**EXERCISE OBJECTIVE**
Write out each entry below exactly. Do not include the images.

**GIVEN RECORDS**
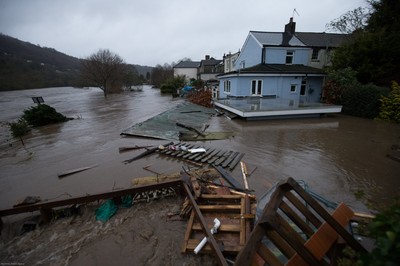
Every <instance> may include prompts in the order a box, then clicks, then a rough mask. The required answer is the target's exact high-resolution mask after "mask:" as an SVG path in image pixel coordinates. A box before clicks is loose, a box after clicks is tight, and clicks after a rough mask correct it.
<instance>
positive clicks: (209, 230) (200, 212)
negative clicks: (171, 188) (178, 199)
mask: <svg viewBox="0 0 400 266" xmlns="http://www.w3.org/2000/svg"><path fill="white" fill-rule="evenodd" d="M183 188H184V189H185V192H186V194H187V196H188V198H189V200H190V202H191V203H192V206H193V208H194V210H195V212H196V215H197V218H198V219H199V220H200V223H201V225H202V227H203V232H204V234H205V235H206V236H207V238H208V243H210V244H211V248H212V250H213V252H214V254H215V256H216V258H217V262H218V264H219V265H223V266H228V263H227V262H226V260H225V257H224V255H222V252H221V250H220V249H219V246H218V244H217V242H216V241H215V238H214V236H213V235H212V234H211V232H210V229H209V228H208V227H207V223H206V221H205V220H204V217H203V214H202V213H201V210H200V208H199V206H198V205H197V203H196V201H195V199H194V198H193V195H192V192H191V191H190V189H189V187H188V185H187V184H186V183H183Z"/></svg>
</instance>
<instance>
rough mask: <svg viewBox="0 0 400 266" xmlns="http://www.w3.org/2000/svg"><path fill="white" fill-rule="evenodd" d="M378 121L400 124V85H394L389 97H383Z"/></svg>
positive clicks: (393, 83) (391, 87) (395, 84)
mask: <svg viewBox="0 0 400 266" xmlns="http://www.w3.org/2000/svg"><path fill="white" fill-rule="evenodd" d="M380 101H381V109H380V111H379V116H378V119H382V120H385V121H392V122H395V123H400V85H399V84H398V83H397V82H393V83H392V87H391V91H390V94H389V96H388V97H385V96H382V97H381V99H380Z"/></svg>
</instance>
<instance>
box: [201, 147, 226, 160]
mask: <svg viewBox="0 0 400 266" xmlns="http://www.w3.org/2000/svg"><path fill="white" fill-rule="evenodd" d="M219 152H221V151H220V150H218V149H215V150H214V151H213V152H211V153H210V154H209V155H208V156H206V157H205V158H203V159H201V162H202V163H205V162H207V160H210V159H211V158H212V157H214V156H215V155H216V154H218V153H219Z"/></svg>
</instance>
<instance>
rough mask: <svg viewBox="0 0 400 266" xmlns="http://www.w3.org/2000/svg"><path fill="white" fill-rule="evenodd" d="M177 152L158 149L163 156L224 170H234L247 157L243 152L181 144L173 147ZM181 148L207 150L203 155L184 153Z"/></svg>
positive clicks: (170, 149) (197, 145)
mask: <svg viewBox="0 0 400 266" xmlns="http://www.w3.org/2000/svg"><path fill="white" fill-rule="evenodd" d="M173 147H174V148H176V150H173V149H168V147H166V149H157V150H156V152H157V153H159V154H163V155H168V156H171V157H174V158H177V159H182V160H189V161H192V162H195V163H200V164H203V163H207V164H213V165H215V166H221V167H224V168H229V169H230V170H232V169H234V168H235V166H236V165H237V164H238V163H239V162H240V160H241V159H242V158H243V156H244V155H245V154H244V153H241V152H235V151H230V150H222V149H217V148H207V147H204V146H203V145H198V144H190V143H184V142H181V143H179V144H176V145H173ZM181 147H185V148H187V149H196V148H205V149H206V152H203V153H190V152H188V151H184V150H182V149H181Z"/></svg>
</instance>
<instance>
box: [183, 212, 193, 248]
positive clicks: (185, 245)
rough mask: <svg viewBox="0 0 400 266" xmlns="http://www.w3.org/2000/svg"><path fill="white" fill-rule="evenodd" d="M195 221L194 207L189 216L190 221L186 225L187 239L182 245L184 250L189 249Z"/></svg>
mask: <svg viewBox="0 0 400 266" xmlns="http://www.w3.org/2000/svg"><path fill="white" fill-rule="evenodd" d="M193 221H194V210H193V209H192V211H191V213H190V217H189V221H188V224H187V227H186V232H185V241H184V242H183V245H182V252H183V253H184V252H186V250H187V245H188V242H189V239H190V235H191V234H192V228H193Z"/></svg>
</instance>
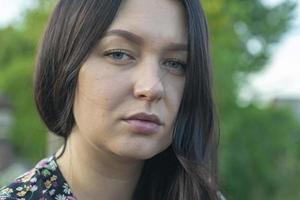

**RESPONSE BOX**
Every <instance> may include prompts in the order a box, then clicks, then a rough mask. The required answer is the target's exact high-resolution mask after "mask:" as an SVG path in image pixel coordinates. A box before clicks is loose, a box after clicks is tight, and clicks after a rough mask correct it.
<instance>
positive clicks: (209, 230) (200, 212)
negative clicks: (171, 188) (178, 199)
mask: <svg viewBox="0 0 400 266" xmlns="http://www.w3.org/2000/svg"><path fill="white" fill-rule="evenodd" d="M183 188H184V189H185V192H186V194H187V196H188V198H189V200H190V202H191V203H192V206H193V208H194V210H195V212H196V215H197V218H198V219H199V220H200V223H201V225H202V227H203V232H204V234H205V235H206V236H207V238H208V243H210V244H211V248H212V250H213V252H214V254H215V256H216V258H217V262H218V264H219V265H223V266H228V263H227V262H226V260H225V257H224V255H222V252H221V250H220V249H219V246H218V244H217V242H216V241H215V238H214V236H213V235H212V234H211V232H210V229H209V228H208V227H207V223H206V221H205V220H204V217H203V214H202V213H201V210H200V208H199V206H198V205H197V203H196V201H195V199H194V198H193V195H192V192H191V191H190V189H189V187H188V185H187V184H186V183H183Z"/></svg>
</instance>
<instance>
rough mask: <svg viewBox="0 0 400 266" xmlns="http://www.w3.org/2000/svg"><path fill="white" fill-rule="evenodd" d="M378 121L400 124V85H394L389 97H383Z"/></svg>
positive clicks: (393, 83) (391, 87) (395, 84)
mask: <svg viewBox="0 0 400 266" xmlns="http://www.w3.org/2000/svg"><path fill="white" fill-rule="evenodd" d="M380 101H381V109H380V111H379V116H378V119H382V120H385V121H392V122H395V123H400V85H399V84H398V83H397V82H393V83H392V87H391V91H390V94H389V96H388V97H385V96H382V97H381V99H380Z"/></svg>
</instance>
<instance>
box: [201, 147, 226, 160]
mask: <svg viewBox="0 0 400 266" xmlns="http://www.w3.org/2000/svg"><path fill="white" fill-rule="evenodd" d="M219 152H221V151H220V150H218V149H215V150H214V151H213V152H211V153H210V154H209V155H208V156H206V157H205V158H203V159H201V162H202V163H205V162H207V160H210V159H211V158H212V157H214V156H215V155H216V154H218V153H219Z"/></svg>
</instance>
<instance>
rough mask: <svg viewBox="0 0 400 266" xmlns="http://www.w3.org/2000/svg"><path fill="white" fill-rule="evenodd" d="M177 152L158 149L163 156L224 170H234L247 157L243 152L181 144L173 147ZM181 148L207 150L203 155L184 153Z"/></svg>
positive clicks: (170, 149) (197, 145)
mask: <svg viewBox="0 0 400 266" xmlns="http://www.w3.org/2000/svg"><path fill="white" fill-rule="evenodd" d="M173 147H174V148H176V150H173V149H168V147H166V149H157V150H156V152H157V153H159V154H163V155H168V156H171V157H174V158H177V159H182V160H189V161H192V162H195V163H200V164H203V163H207V164H213V165H215V166H221V167H224V168H229V169H230V170H232V169H234V168H235V166H236V165H237V164H238V163H239V162H240V160H241V159H242V158H243V156H244V155H245V154H244V153H241V152H235V151H230V150H222V149H217V148H207V147H204V146H203V145H198V144H190V143H184V142H181V143H179V144H176V145H173ZM181 147H185V148H187V149H196V148H205V149H206V152H203V153H190V152H188V151H184V150H182V149H181Z"/></svg>
</instance>
<instance>
box: [183, 212, 193, 248]
positive clicks: (185, 245)
rough mask: <svg viewBox="0 0 400 266" xmlns="http://www.w3.org/2000/svg"><path fill="white" fill-rule="evenodd" d="M195 221L194 207L189 216L190 221L186 225L187 239L182 245L184 250L189 249Z"/></svg>
mask: <svg viewBox="0 0 400 266" xmlns="http://www.w3.org/2000/svg"><path fill="white" fill-rule="evenodd" d="M193 221H194V210H193V209H192V211H191V213H190V217H189V221H188V224H187V227H186V232H185V241H184V242H183V245H182V252H183V253H184V252H186V250H187V245H188V242H189V239H190V235H191V234H192V228H193Z"/></svg>
</instance>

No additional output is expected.